**EXERCISE PROMPT:**
Rewrite the paragraph of the blog posts below that begins "At lunch yesterday" as a short bulleted list that keeps its main facts.

Friday, January 30, 2004


Earl Grey Hot 


A few years back, I had dinner with a friend who's about my age. She ordered a cup of Earl Grey tea – when the waitress left I grinned, deepened my voice, and said, "Earl Grey, haut!" (And by the way, urlgreyhot has to be one of the coolest blog titles.) My friend looked at me as if I'd just had a Tourette's episode. I explained, "Jean Luc." Blank face. "Picard..." Frown. "The Next Generation!" She still looked perplexed and I was completely flummoxed. After considerable awkwardness, we realized the problem: she didn't watch television. (Or, if you'd rather: I did.)

Although it's hard to pick a favorite episode from TNG, I think "Darmok" must be mine because I'm reminded of it so often.

For example, I miss a good percentage of the jokes where I work because I don't know every line from Office Space. I had been missing a great deal more, until I finally devoted a couple of hours to my cultural literacy and watched it on tape.

Like the Tamarians in "Darmok", we've been using literary references as a communication basis and shorthand for generations. But now that new technologies are speeding up the creation of literary sources, we lurch between the importance of remembering the past or encouraging the new – and the burden of striking a reasonable balance is conversely held by older and younger citizens. The New Dictionary of Cultural Literacy gives us a sense of how heavy that burden is for anyone who wants to be "an active citizen in our multicultural democracy."

The good news is that, as you can see, hypertext is a step in the right direction :-)

 

Thursday, January 29, 2004


The Problem with Literary References 


I've already gotten some flak for this blog – but not the kind I fretted (fret) over.

At lunch yesterday, some of my bloggin' co-workers complained about my blog's title. They've got a point: purloined is an archaic word that I would never use in speech (except maybe when I'm doing my best BBC reporter imitation), and I would look askance at anyone else who did.

They made another point that they might not have been cognizant of. My title is a literary reference (which is why I imagine Diann, literary type that she is, clicked my title as it scrolled by on Blogger's top page and then commented on my second-ever post – I love that about blogs, by the way). I made this particular reference because of the story's themes of intended audiences, privacy and its protection.

**LISTED ENTRIES:**
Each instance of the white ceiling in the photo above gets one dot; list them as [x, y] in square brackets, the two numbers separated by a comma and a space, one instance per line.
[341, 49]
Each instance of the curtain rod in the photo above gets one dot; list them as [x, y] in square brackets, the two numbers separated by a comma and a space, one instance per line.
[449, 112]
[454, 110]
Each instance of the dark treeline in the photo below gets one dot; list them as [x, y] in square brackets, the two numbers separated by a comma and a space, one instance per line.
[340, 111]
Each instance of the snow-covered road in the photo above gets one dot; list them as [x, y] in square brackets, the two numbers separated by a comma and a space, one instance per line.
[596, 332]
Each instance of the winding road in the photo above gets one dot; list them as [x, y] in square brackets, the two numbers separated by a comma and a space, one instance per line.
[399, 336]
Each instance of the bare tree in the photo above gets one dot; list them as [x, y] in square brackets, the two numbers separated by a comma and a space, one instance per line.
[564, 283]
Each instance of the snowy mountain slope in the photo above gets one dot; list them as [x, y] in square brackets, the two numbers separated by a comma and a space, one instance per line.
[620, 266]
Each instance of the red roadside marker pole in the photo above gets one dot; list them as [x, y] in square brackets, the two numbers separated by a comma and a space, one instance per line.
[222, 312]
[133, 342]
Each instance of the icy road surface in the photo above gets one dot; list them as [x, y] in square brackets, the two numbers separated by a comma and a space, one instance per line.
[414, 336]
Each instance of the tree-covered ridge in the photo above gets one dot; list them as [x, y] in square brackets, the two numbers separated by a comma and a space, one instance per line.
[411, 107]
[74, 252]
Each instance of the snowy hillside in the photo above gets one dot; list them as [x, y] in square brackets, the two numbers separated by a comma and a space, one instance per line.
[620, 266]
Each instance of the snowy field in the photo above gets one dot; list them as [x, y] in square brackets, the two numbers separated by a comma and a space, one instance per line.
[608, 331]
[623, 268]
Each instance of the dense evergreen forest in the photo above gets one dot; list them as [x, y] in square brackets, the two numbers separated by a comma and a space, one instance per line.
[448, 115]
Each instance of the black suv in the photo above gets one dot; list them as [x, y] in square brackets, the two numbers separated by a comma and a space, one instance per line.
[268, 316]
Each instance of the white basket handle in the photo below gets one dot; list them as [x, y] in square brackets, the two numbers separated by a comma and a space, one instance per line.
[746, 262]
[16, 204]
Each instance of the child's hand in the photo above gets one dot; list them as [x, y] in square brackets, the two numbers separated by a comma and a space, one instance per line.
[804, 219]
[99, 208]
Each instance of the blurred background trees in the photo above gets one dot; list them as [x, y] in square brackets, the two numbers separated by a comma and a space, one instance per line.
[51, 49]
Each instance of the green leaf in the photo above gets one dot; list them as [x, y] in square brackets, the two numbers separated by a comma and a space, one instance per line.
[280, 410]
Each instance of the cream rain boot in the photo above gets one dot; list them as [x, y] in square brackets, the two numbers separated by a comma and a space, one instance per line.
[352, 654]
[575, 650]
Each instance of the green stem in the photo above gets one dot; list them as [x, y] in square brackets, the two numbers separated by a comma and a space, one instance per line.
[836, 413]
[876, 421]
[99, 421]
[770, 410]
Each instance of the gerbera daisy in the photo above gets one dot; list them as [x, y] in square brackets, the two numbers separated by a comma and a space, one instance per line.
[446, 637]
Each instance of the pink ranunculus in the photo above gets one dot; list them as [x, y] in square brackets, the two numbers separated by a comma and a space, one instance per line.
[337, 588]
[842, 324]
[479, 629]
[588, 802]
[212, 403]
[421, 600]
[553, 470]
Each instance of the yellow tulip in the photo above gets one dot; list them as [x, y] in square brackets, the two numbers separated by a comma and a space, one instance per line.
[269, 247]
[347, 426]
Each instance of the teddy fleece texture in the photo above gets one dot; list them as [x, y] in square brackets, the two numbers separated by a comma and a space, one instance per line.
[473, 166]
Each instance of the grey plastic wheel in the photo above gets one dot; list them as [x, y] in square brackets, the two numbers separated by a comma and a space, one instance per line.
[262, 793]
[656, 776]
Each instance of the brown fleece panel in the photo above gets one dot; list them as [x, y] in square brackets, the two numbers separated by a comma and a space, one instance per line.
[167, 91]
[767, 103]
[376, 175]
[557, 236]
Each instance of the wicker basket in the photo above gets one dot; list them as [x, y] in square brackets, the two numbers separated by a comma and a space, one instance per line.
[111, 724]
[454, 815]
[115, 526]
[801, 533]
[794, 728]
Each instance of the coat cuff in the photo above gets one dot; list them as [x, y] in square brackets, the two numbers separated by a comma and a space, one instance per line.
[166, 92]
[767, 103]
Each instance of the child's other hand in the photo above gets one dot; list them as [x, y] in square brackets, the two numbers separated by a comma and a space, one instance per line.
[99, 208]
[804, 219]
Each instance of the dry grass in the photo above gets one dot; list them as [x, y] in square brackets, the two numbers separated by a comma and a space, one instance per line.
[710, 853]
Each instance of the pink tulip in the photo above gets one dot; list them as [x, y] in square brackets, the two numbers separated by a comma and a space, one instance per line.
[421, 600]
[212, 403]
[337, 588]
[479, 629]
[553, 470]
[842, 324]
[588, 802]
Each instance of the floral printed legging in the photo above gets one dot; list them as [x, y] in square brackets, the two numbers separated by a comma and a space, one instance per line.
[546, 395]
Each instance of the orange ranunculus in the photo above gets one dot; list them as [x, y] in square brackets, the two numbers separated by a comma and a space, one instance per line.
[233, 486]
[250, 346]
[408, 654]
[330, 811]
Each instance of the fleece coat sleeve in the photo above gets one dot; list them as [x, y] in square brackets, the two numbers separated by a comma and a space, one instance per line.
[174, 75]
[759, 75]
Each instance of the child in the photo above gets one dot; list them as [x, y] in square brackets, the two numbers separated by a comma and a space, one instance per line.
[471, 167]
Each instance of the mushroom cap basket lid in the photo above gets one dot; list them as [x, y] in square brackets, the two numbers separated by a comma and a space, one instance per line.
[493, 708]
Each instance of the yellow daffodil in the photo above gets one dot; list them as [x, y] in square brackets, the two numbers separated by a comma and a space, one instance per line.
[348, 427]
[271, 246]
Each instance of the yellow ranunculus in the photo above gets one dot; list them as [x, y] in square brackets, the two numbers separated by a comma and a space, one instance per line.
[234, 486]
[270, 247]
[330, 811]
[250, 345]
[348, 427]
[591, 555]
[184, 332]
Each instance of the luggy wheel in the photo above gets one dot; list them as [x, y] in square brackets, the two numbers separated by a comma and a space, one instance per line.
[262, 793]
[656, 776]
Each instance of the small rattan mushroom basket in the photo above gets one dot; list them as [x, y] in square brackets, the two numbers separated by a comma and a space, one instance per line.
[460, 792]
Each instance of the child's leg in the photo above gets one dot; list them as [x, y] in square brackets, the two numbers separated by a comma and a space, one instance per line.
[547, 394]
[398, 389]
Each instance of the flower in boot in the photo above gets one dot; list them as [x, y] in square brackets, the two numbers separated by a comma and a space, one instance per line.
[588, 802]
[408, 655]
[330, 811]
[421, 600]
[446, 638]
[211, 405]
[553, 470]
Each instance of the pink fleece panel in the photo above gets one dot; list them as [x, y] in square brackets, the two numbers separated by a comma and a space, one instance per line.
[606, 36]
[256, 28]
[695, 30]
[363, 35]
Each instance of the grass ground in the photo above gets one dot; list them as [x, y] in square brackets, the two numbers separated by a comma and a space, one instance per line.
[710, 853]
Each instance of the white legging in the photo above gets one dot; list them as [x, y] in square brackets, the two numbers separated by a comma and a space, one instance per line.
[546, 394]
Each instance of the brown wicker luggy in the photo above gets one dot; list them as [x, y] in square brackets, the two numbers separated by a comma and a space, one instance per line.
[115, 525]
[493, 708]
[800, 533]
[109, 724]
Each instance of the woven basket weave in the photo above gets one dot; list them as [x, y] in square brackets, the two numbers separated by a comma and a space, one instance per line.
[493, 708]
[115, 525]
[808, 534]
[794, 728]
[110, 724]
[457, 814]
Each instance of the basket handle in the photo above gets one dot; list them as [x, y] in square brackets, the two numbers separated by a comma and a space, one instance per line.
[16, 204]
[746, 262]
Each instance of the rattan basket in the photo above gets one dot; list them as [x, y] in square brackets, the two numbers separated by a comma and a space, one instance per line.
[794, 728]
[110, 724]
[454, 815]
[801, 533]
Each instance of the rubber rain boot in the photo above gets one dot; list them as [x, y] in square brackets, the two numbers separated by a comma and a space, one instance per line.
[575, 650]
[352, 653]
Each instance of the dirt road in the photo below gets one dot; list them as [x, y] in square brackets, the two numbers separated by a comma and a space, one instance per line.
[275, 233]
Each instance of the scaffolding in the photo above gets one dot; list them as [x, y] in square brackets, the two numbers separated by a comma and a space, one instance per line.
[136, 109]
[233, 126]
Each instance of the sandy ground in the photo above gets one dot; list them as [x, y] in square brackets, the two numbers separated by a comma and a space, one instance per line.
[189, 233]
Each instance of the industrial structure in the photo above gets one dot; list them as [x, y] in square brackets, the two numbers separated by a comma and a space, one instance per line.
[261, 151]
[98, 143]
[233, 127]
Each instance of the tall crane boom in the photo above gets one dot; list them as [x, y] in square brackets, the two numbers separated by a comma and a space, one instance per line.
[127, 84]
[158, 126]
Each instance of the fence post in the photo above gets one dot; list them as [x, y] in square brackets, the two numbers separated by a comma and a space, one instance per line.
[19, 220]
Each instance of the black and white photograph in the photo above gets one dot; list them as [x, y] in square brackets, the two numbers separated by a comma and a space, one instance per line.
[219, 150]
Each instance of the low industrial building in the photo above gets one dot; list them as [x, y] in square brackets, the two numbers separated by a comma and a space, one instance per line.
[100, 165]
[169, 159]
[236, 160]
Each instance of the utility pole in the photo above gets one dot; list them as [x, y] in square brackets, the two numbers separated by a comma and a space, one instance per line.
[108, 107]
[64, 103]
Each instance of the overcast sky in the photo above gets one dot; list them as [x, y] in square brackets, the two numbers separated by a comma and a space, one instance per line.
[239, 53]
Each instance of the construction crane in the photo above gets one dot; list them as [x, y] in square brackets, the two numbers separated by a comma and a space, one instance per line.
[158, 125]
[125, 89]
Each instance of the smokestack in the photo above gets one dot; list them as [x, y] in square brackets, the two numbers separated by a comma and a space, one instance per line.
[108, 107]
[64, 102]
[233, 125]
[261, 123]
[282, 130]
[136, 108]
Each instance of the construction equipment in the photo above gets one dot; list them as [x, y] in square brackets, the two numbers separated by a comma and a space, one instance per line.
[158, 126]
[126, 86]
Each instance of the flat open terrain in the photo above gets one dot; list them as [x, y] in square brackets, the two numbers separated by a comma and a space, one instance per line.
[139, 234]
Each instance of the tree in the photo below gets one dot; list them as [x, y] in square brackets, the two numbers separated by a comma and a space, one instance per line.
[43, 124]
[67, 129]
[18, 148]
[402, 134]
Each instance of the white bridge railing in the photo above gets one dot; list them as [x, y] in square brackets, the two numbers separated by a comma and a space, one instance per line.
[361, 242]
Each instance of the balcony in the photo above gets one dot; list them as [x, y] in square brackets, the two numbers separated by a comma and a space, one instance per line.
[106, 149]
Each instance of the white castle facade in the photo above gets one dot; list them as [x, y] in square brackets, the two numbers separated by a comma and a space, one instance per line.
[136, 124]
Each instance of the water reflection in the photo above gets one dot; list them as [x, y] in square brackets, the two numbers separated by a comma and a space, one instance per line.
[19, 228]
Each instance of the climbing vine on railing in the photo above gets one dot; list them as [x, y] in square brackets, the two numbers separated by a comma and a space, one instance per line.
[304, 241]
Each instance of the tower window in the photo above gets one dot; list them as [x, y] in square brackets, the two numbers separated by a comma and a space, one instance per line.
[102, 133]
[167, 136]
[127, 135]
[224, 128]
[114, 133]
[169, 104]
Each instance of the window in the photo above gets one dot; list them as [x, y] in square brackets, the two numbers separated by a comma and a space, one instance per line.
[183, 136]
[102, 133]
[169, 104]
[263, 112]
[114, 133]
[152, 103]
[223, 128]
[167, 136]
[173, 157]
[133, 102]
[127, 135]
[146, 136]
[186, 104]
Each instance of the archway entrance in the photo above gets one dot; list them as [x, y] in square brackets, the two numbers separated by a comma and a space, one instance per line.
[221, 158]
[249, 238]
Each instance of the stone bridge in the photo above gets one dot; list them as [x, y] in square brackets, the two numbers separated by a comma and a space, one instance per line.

**RESPONSE TO THIS EXERCISE:**
- At lunch yesterday, some of the writer's co-workers who blog complained about the blog's title.
- The writer agrees they have a point: "purloined" is an archaic word.
- The writer would never say it aloud, except perhaps when imitating a BBC reporter.
- The writer would look askance at anyone else who used it.